→ Extracted data:
*** Block opens ***

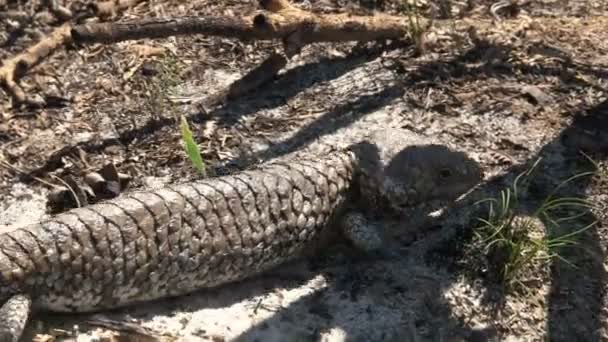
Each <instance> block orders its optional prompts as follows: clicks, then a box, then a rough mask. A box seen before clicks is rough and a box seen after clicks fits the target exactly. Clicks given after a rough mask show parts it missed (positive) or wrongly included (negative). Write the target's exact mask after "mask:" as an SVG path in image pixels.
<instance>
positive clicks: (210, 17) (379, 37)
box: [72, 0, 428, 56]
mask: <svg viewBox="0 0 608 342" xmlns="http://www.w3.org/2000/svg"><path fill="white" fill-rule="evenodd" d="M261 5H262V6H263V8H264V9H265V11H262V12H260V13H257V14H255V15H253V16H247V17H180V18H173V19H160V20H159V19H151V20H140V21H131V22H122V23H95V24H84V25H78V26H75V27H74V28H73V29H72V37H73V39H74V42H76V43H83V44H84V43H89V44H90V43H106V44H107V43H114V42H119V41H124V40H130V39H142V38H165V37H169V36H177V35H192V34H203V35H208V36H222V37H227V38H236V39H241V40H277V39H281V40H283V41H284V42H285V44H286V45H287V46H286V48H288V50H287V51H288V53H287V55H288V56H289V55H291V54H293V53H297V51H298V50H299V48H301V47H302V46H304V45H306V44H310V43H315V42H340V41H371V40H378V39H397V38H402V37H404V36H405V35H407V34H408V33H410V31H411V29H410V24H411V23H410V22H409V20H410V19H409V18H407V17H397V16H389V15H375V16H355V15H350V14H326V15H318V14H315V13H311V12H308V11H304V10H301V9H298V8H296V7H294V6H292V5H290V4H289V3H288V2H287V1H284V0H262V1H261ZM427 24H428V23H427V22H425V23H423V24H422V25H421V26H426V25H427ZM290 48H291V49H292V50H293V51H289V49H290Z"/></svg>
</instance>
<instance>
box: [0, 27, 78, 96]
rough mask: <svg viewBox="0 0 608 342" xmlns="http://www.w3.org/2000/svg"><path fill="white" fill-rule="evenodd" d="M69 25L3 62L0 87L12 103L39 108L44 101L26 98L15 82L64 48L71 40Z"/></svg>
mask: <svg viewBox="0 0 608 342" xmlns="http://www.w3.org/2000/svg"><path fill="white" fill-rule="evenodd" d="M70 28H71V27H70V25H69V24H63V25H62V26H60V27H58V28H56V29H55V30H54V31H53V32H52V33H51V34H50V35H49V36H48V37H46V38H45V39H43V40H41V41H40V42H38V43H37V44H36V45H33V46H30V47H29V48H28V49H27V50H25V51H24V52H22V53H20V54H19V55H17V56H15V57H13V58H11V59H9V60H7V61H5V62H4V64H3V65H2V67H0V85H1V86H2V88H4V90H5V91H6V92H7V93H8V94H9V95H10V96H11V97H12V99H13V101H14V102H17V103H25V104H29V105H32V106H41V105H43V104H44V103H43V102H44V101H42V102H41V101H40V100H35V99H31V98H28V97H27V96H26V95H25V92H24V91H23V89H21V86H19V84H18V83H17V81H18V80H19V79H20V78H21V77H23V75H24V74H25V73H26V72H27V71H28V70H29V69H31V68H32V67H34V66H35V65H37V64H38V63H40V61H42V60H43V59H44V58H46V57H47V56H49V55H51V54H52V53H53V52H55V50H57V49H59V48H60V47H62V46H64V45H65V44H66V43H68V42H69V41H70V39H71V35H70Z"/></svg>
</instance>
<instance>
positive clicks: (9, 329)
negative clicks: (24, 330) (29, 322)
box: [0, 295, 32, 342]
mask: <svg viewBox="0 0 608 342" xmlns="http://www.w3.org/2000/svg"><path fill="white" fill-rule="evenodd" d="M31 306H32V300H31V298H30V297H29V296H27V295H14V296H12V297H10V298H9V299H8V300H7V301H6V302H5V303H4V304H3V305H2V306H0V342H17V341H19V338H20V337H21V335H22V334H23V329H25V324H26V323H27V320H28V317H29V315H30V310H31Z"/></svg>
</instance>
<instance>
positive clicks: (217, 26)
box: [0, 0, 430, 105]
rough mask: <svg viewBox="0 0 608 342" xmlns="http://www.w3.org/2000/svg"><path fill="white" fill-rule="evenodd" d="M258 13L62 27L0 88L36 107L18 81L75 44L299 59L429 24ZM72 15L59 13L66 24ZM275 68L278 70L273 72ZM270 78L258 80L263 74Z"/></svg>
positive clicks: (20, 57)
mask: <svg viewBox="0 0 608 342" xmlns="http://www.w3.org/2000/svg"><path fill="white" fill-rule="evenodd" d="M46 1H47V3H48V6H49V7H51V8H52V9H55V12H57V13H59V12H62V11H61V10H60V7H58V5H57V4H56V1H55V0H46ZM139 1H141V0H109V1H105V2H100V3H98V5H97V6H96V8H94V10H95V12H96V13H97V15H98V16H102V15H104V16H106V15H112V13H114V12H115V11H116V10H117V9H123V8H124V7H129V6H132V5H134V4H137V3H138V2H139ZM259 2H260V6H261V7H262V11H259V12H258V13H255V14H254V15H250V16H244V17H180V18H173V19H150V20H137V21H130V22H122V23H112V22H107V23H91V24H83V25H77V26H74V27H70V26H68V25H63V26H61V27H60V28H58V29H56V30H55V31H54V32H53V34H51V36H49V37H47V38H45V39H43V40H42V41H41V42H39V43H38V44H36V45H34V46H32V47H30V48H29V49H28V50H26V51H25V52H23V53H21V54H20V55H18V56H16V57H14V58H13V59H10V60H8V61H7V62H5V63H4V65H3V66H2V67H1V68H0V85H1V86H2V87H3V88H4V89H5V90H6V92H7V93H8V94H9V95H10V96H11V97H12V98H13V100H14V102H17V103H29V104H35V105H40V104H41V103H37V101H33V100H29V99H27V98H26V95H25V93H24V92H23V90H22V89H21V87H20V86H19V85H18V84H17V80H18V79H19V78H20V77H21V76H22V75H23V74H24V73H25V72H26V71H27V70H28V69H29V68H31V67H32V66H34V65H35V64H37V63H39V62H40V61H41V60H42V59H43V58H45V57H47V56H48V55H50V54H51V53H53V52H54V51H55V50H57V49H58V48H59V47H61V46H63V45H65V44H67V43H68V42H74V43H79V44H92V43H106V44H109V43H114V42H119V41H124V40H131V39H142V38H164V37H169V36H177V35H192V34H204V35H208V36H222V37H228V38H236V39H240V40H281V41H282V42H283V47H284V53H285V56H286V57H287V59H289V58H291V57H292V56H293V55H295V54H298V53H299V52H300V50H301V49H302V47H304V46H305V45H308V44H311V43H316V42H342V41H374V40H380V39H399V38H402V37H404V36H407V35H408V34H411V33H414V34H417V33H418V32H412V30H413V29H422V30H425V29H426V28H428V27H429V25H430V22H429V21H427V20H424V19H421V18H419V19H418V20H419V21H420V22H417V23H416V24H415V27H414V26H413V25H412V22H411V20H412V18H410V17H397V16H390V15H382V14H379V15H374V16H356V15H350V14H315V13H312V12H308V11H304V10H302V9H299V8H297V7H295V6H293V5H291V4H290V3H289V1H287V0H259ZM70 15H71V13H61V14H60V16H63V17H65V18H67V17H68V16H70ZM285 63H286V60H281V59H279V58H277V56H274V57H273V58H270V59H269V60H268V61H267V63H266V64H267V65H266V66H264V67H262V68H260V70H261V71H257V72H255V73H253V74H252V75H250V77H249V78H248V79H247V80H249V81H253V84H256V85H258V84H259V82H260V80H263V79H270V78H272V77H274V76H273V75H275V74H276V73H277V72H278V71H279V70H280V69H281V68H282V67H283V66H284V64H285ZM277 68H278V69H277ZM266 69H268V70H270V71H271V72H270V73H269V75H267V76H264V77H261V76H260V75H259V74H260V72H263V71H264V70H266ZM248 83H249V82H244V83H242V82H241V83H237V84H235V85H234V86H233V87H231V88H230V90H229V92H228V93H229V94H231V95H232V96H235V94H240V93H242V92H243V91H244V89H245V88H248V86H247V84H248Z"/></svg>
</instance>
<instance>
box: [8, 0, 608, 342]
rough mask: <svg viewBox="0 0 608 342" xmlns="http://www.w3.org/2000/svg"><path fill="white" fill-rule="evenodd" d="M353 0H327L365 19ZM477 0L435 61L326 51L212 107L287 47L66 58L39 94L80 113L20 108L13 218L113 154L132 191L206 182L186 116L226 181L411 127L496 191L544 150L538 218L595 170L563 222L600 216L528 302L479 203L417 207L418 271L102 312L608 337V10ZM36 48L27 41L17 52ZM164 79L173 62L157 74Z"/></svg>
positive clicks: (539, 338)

*** Block closes ***

Rewrite the material from the line with "13L62 27L0 88L36" to the line with "positive clicks: (20, 57)", changing "rough mask" to "coarse mask" and keeping everything else the same.

→ Answer:
coarse mask: <svg viewBox="0 0 608 342" xmlns="http://www.w3.org/2000/svg"><path fill="white" fill-rule="evenodd" d="M258 13L62 27L0 88L36 107L18 81L75 44L299 59L429 24ZM72 15L59 13L66 24ZM275 68L278 70L273 72ZM270 78L258 80L263 74Z"/></svg>
positive clicks: (20, 57)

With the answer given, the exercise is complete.